## begin Supplied records

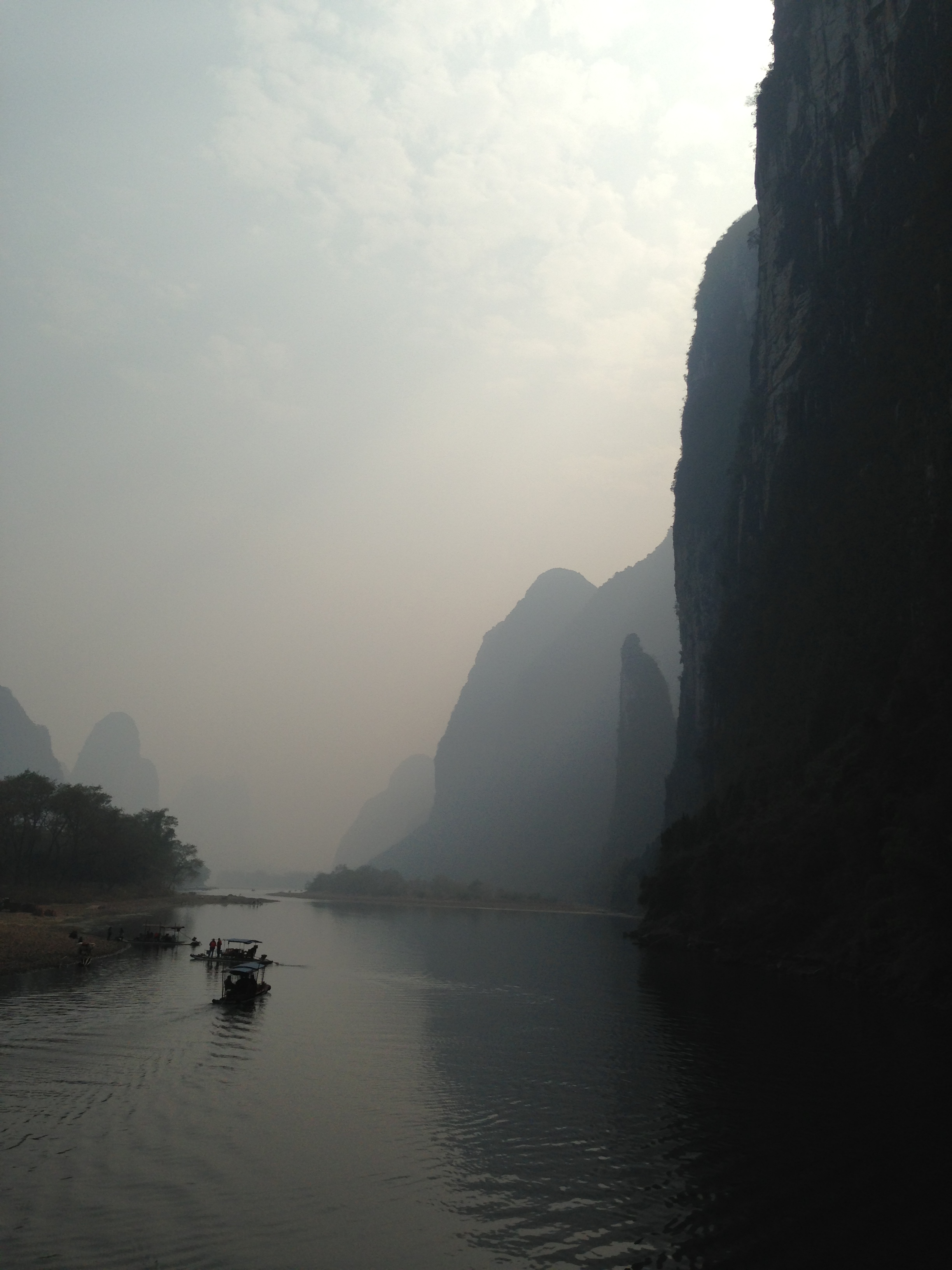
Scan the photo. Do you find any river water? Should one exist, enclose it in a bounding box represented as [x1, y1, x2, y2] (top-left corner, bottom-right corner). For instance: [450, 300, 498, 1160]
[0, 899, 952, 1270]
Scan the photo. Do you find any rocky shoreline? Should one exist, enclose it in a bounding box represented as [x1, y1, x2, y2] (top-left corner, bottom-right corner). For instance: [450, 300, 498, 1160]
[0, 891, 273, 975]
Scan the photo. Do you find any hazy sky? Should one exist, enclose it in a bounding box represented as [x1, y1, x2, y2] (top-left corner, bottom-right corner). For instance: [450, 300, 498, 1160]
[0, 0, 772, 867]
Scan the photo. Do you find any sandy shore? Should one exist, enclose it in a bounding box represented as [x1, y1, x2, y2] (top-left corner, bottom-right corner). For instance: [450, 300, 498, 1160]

## end Supplied records

_The request_
Can you turn the data above, from the line with "Scan the photo. Do you find any rocky" through the line with "[0, 891, 273, 975]", into a Markdown table with a column named Row for the row number and one named Line for the line itself, leaving out blank lines?

_Correct answer_
| Row | Line |
|---|---|
| 1 | Scan the photo. Do you find any rocky shoreline? Should one exist, enclose it in a bounding box represented as [x1, y1, x2, y2] (top-left corner, bottom-right corner). For instance: [450, 300, 498, 1160] |
| 2 | [0, 891, 273, 975] |